*OBJECTIVE:* Copy the data below word for word, reproducing every line unchanged.

Lines of data
## begin
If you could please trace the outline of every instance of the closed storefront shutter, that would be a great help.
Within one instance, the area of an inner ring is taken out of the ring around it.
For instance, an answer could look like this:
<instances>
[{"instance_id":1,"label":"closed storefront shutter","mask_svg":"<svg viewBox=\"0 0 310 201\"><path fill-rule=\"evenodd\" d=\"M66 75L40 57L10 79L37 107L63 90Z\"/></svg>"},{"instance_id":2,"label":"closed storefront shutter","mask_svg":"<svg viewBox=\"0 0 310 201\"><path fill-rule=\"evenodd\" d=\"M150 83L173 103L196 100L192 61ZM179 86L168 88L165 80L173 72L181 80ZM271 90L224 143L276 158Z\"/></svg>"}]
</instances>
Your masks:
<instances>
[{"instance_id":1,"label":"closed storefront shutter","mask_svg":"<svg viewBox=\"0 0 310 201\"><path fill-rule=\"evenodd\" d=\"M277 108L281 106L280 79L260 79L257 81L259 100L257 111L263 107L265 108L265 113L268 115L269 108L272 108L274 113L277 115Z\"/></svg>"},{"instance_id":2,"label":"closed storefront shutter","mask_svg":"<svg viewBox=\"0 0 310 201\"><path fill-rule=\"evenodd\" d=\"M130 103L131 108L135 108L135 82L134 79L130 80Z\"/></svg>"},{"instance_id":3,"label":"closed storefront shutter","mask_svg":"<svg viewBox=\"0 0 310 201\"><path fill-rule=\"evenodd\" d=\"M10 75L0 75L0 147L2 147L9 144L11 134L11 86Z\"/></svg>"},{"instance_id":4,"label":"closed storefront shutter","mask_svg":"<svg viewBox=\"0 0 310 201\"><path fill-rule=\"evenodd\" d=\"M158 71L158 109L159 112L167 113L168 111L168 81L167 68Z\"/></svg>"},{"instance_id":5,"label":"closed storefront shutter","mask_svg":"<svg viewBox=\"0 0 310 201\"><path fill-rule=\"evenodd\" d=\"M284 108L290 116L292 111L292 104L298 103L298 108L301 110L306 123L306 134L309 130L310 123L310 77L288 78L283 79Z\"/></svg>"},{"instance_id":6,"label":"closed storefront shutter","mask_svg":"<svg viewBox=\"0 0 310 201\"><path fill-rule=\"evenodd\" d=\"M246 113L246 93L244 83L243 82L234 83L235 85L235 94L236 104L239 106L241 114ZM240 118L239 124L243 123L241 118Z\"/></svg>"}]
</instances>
## end
*OUTPUT BELOW:*
If you could please trace the outline of every instance of the closed storefront shutter, that would be a great help.
Within one instance, the area of an inner ring is taken out of the ring around it.
For instance, an answer could look like this:
<instances>
[{"instance_id":1,"label":"closed storefront shutter","mask_svg":"<svg viewBox=\"0 0 310 201\"><path fill-rule=\"evenodd\" d=\"M66 75L40 57L10 79L37 107L63 90Z\"/></svg>"},{"instance_id":2,"label":"closed storefront shutter","mask_svg":"<svg viewBox=\"0 0 310 201\"><path fill-rule=\"evenodd\" d=\"M150 83L173 103L196 100L192 61ZM179 86L168 88L165 80L173 72L181 80ZM271 90L224 143L276 158Z\"/></svg>"}]
</instances>
Your masks:
<instances>
[{"instance_id":1,"label":"closed storefront shutter","mask_svg":"<svg viewBox=\"0 0 310 201\"><path fill-rule=\"evenodd\" d=\"M277 108L281 106L280 79L260 79L257 81L259 100L257 111L263 107L265 108L265 113L268 115L269 108L272 108L274 113L277 115Z\"/></svg>"},{"instance_id":2,"label":"closed storefront shutter","mask_svg":"<svg viewBox=\"0 0 310 201\"><path fill-rule=\"evenodd\" d=\"M130 103L131 108L135 108L135 82L134 79L130 80Z\"/></svg>"},{"instance_id":3,"label":"closed storefront shutter","mask_svg":"<svg viewBox=\"0 0 310 201\"><path fill-rule=\"evenodd\" d=\"M10 75L0 75L0 147L2 147L9 144L11 134L11 86Z\"/></svg>"},{"instance_id":4,"label":"closed storefront shutter","mask_svg":"<svg viewBox=\"0 0 310 201\"><path fill-rule=\"evenodd\" d=\"M158 71L158 109L159 112L167 113L168 111L168 81L167 68Z\"/></svg>"},{"instance_id":5,"label":"closed storefront shutter","mask_svg":"<svg viewBox=\"0 0 310 201\"><path fill-rule=\"evenodd\" d=\"M284 108L290 116L292 111L292 104L298 103L298 108L301 110L306 123L306 134L309 130L310 123L310 77L288 78L283 79Z\"/></svg>"},{"instance_id":6,"label":"closed storefront shutter","mask_svg":"<svg viewBox=\"0 0 310 201\"><path fill-rule=\"evenodd\" d=\"M246 113L246 93L244 83L243 82L234 83L235 85L235 94L236 104L239 106L241 114ZM240 118L239 124L243 123L241 118Z\"/></svg>"}]
</instances>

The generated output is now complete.